- _Text section_
§ §
Pioneering Indiana Winery and Pioneer Wine FigureI had such a great day today while really just running errands. It’s worth sharing! I had to be on the city’s west side for what turned out to be a missed appointment. Then realizing I was very close to Chateau Thomas, one of Indiana’s oldest wineries, I headed over.

Dr. Charles Thomas has been making wine for more than 25 years. He takes a different approach though than most Indiana winemakers. Many Indiana wineries by fruit or juice from other states. Dr. Thomas buys all his fruit from California, Washington, and Oregon. It had been approximately 10 years since I had last visited. The tasting room has doubled in size.

I’ll write something more specific on the winery tomorrow or early this week and take a more detailed look at the wines. But I was very pleasantly surprised just how good the Carneros Pinot Noir, Amador County Cab Franc, and the Primitivo proved to be once tasted. The good doctor has quite a wine list. He also has pioneered, with a patent even, Slender wines with no carbs and only the calories generated by the alcohol. And guess what – I tasted one that was pretty good. I was warned it would be sweet, but it was not coylingly sweet at all.
§ §
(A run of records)
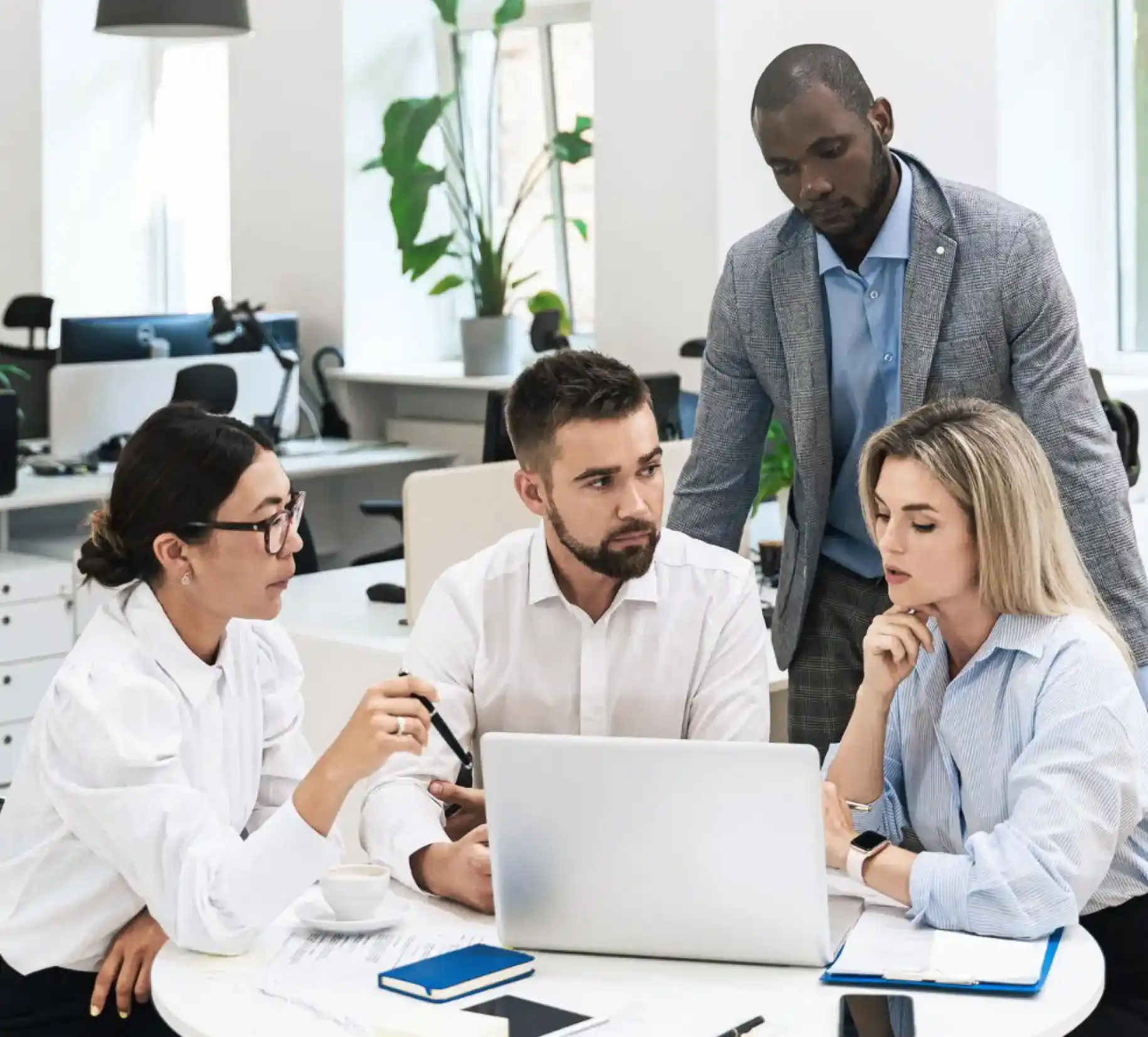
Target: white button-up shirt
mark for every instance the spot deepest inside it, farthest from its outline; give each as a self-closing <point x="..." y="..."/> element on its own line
<point x="680" y="654"/>
<point x="142" y="768"/>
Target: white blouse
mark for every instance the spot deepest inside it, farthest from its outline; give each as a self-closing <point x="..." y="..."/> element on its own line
<point x="152" y="779"/>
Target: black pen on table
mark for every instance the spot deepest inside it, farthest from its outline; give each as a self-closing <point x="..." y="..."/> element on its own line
<point x="744" y="1028"/>
<point x="448" y="737"/>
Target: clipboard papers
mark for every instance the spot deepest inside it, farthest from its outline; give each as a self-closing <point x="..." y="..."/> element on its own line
<point x="885" y="949"/>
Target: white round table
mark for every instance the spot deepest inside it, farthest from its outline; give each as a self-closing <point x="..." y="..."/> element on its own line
<point x="201" y="996"/>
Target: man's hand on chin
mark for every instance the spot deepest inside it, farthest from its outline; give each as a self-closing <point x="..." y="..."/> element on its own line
<point x="471" y="803"/>
<point x="459" y="871"/>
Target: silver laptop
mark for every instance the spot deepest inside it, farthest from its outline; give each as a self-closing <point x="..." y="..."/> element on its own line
<point x="659" y="848"/>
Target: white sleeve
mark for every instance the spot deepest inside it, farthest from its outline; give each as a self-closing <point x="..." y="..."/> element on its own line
<point x="287" y="756"/>
<point x="400" y="816"/>
<point x="731" y="699"/>
<point x="114" y="773"/>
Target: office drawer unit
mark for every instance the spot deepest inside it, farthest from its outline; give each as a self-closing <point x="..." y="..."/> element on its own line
<point x="37" y="630"/>
<point x="22" y="686"/>
<point x="12" y="742"/>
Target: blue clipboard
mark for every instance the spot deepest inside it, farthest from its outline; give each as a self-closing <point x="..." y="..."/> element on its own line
<point x="1015" y="989"/>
§ §
- _Aim of the exercise_
Repeat, word for word, the stretch of the winery post from "Pioneering Indiana Winery" through "I headed over.".

- _Answer to this exercise_
Pioneering Indiana Winery and Pioneer Wine FigureI had such a great day today while really just running errands. It’s worth sharing! I had to be on the city’s west side for what turned out to be a missed appointment. Then realizing I was very close to Chateau Thomas, one of Indiana’s oldest wineries, I headed over.